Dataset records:
-- -- --
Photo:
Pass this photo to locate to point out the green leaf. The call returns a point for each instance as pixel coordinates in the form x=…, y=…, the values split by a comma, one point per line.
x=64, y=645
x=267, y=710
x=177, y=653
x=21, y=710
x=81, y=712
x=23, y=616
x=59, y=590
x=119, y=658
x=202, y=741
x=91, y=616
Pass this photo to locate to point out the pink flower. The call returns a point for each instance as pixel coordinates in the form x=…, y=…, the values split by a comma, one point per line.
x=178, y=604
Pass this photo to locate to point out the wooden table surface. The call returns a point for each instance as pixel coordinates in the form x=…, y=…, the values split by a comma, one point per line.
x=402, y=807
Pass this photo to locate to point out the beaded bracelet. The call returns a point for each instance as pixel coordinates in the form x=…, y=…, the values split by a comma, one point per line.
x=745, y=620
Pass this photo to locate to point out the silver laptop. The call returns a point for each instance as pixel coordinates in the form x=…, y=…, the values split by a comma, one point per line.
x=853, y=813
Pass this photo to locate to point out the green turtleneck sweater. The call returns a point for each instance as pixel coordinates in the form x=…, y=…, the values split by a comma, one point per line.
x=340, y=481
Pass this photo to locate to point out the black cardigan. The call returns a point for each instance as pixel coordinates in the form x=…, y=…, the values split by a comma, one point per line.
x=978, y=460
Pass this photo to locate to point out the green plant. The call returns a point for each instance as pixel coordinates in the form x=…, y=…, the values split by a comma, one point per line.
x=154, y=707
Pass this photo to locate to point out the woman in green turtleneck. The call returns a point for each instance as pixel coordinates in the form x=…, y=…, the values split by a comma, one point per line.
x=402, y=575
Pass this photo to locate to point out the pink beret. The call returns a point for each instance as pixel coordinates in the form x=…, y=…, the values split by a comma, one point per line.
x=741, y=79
-- -- --
> _Task objective_: In this exercise, you retype all of the data exactly as it appears above.

> _Solution to this problem_:
Photo:
Pass this photo to locate to point out the green leaf. The call returns a point for each instance as pixel coordinates in the form x=…, y=…, the values split by a comma, one point per line.
x=64, y=645
x=267, y=710
x=177, y=653
x=21, y=710
x=81, y=712
x=23, y=616
x=59, y=590
x=119, y=658
x=202, y=741
x=91, y=616
Pass this photo to locate to point out the pink flower. The call returns a point for each instance as pixel coordinates in the form x=…, y=…, the values split by a comma, one point per line.
x=178, y=604
Pass this photo to locate to point out the wooden table surface. The call returns a point for each instance as pixel coordinates in the form x=…, y=…, the values split by a comma, one point per line.
x=402, y=807
Pass this photo to locate to point out the beaded bracelet. The call returns a point for each instance as pixel coordinates in the form x=…, y=…, the values split by a comma, one point per line.
x=745, y=620
Pass this photo to locate to point out the silver laptop. The call returns a point for each instance as pixel coordinates in the form x=…, y=…, the values split by a comma, one point per line.
x=853, y=813
Pass this photo to locate to point out the green turtleneck sweater. The call returns a point for each instance as pixel coordinates in the form x=…, y=…, the values split by a comma, one point per line.
x=340, y=481
Pass this photo to locate to point out the black cardigan. The call returns a point for each instance as pixel coordinates in the form x=…, y=…, the values split by a comma, one point per line.
x=978, y=460
Pass this photo to locate to point out the green plant. The call returns a point for each instance as pixel coordinates in the form x=…, y=…, the values split by a comma, one point per line.
x=154, y=707
Pass this photo to locate to point out the woman in green turtleneck. The call returns a point for each instance as pixel coordinates in the form x=…, y=…, the values split by a comma, one point per line.
x=402, y=575
Pass this photo to locate to point out the pink beret. The call returns a point for each instance as pixel coordinates in the form x=…, y=…, the values split by a comma, one point per line.
x=741, y=79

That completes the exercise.